# [GIVEN PASSAGE]
━━━━━━━━━━━━━━━━━━━━
Fortunately, recent advancements in variable selection techniques have meant that we can now perform variable selection on models with many more variables than observations, and so can saturate our regression with complex combinations of indicator variables and let the variable selection technique choose which are the most appropriate indicators to use.

### AutoSearch/GETS

One of the new technologies introduced in EViews 12 is the **AutoSearch/GETS** algorithm for variable selection.

AutoSearch/GETS is a method of variable selection that follows the steps suggested by AutoSEARCH algorithm of Escribano and Sucarrat (2011), which in turn builds upon the work in Hoover and Perez (1999), and is similar to the technology behind the **Autometrics™** module in **PcGive™**.

Mechanically the algorithm is similar to a backwards uni-directional stepwise method:

- The model with all search variables (termed the general unrestricted model, GUM) is estimated, and checked with a set of diagnostic tests.
- A number of search paths are defined, one for each insignificant search variable in the GUM.
- For each path, the insignificant variable defined in 2) is removed and then a series of further variable removal steps is taken, each time removing the most insignificant variable, and each time checking whether the current model passes the set of diagnostic tests. If the diagnostic tests fail after the removal of a variable, that variable is placed back into the model and prevented from being removed again along this path. Variable removal finishes once there are no more insignificant variables, or it is impossible to removal a variable without failing the diagnostic tests.
━━━━━━━━━━━━━━━━━━━━
# [APPLY WHAT YOU READ]
**A.** Answer these questions using the passage on AutoSearch/GETS variable selection:
(i) In which version of EViews was the AutoSearch/GETS algorithm introduced?
(ii) What term is given to the model containing all search variables?
(iii) How many search paths are defined?
**B.** Extend the passage on AutoSearch/GETS variable selection, picking up right after its final sentence.

(Records excerpted from a collection)
━━━━━━━━━━━━━━━━━━━━
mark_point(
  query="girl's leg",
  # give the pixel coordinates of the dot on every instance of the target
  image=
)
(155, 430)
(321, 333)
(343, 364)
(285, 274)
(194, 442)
━━━━━━━━━━━━━━━━━━━━
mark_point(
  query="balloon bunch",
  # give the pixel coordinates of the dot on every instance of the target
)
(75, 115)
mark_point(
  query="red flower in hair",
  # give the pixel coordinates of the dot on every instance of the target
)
━━━━━━━━━━━━━━━━━━━━
# [ANSWERS TO THE TASKS]
**A.**
(i) EViews 12.
(ii) The general unrestricted model (GUM).
(iii) One for each insignificant search variable in the GUM.

**B.**
- Once all paths have been calculated the final models produced by the paths are compared using an information criteria selection. The best model is then selected.

One of the advantages of AutoSearch/GETS is that the set of candidate variables can be split into sets, with search performed on each sets one at a time, then the selected variables from each set can be combined into a final set to be searched. This allows you to test more candidate variables than you have observations without creating singularities (as long as enough candidate variables are rejected), which means it is a perfect algorithm for indicator saturation studies.

### An Application with Consumption and Income

To demonstrate this feature, we will estimate a simple personal consumption equation, using log-difference of personal consumption as the dependent variable against a constant and log-differenced disposable income. This estimation is purely for demonstration of the saturation features in EViews 12, and should not be taken as worthy macroeconomic research!

Both data series were downloaded directly from the Federal Reserve of St Louis database, FRED, and contain monthly observations between 2002 and April 2020:

**Quick/Estimate Equation**to bring up the equation estimation dialog.- Enter our dependent variable
**DLOG(CONS)**followed by a constant and our regressor**DLOG(INCOME)**. - Clicking OK.

If we click on the **Resids** button we can view a graph of the equation residuals.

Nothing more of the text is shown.